:: Aufgabe ::
Schreiben Sie den Textauszug über die Hunnenschlacht auf den Katalaunischen Ebenen vollständig und ohne jede Änderung ab.

In dieser Not verbanden sich Römer und deutsche Völker (Westgoten,
Franken u. a.), der „Gottesgeißel“, wie Attila sich selbst nannte, gemeinsam
entgegenzutreten. Auf den Katalaunischen Ebenen, wo jetzt die Stadt
Chalons (spr. schalöng') liegt, stießen die feindlichen Heere aufeinander.
Hier wurde die große Hunnenschlacht (X61 n. Chr.) geschlagen, in der
es sich entscheiden sollte, ob Europa hinfort den kräftigen deutschen Völkern
oder den hunnischen Barbaren gehören sollte. Es war ein fürchterlich
blutiger Kampf. So grimmig war die Wut der Streitenden, daß die Sage
erzählt, noch drei Tage nachher hätten die Geister der Erschlagenen in den
Lüften miteinander gerungen. Gegen 200 000 Tote bedeckten das Schlacht⸗
feld. Aber Attila wurde geschlagen und mußte nach Ungarn zurückkehren.
Freilich war er noch stark genug, im nächsten Jahre einen Raubzug nach
Italien auszuführen; doch das war seine letzte Heerfahrt. Bald darauf
raffte ihn ein plötzlicher Tod dahin (463). Schnell wie seine Herrschaft
entstanden war, endete sie: die unterjochten Völker befreiten sich wieder, und
die Hunnen kehrten wieder in jene Steppen Asiens zurück, aus denen sie
gekommen waren.

:: Bereitgestellte Daten ::
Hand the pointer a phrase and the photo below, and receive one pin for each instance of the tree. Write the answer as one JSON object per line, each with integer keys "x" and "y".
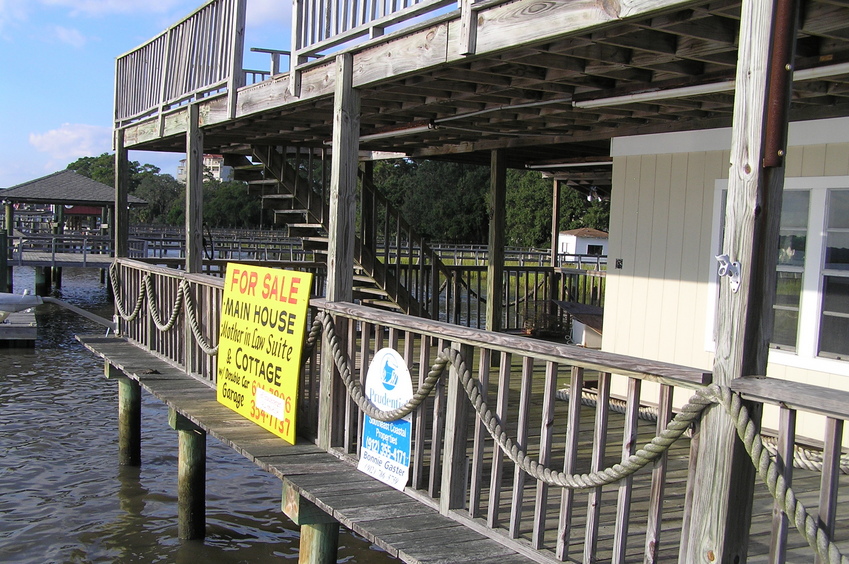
{"x": 102, "y": 169}
{"x": 159, "y": 191}
{"x": 230, "y": 204}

:: Ergebnis ::
In dieser Not verbanden sich Römer und deutsche Völker (Westgoten,
Franken u. a.), der „Gottesgeißel“, wie Attila sich selbst nannte, gemeinsam
entgegenzutreten. Auf den Katalaunischen Ebenen, wo jetzt die Stadt
Chalons (spr. schalöng') liegt, stießen die feindlichen Heere aufeinander.
Hier wurde die große Hunnenschlacht (X61 n. Chr.) geschlagen, in der
es sich entscheiden sollte, ob Europa hinfort den kräftigen deutschen Völkern
oder den hunnischen Barbaren gehören sollte. Es war ein fürchterlich
blutiger Kampf. So grimmig war die Wut der Streitenden, daß die Sage
erzählt, noch drei Tage nachher hätten die Geister der Erschlagenen in den
Lüften miteinander gerungen. Gegen 200 000 Tote bedeckten das Schlacht⸗
feld. Aber Attila wurde geschlagen und mußte nach Ungarn zurückkehren.
Freilich war er noch stark genug, im nächsten Jahre einen Raubzug nach
Italien auszuführen; doch das war seine letzte Heerfahrt. Bald darauf
raffte ihn ein plötzlicher Tod dahin (463). Schnell wie seine Herrschaft
entstanden war, endete sie: die unterjochten Völker befreiten sich wieder, und
die Hunnen kehrten wieder in jene Steppen Asiens zurück, aus denen sie
gekommen waren.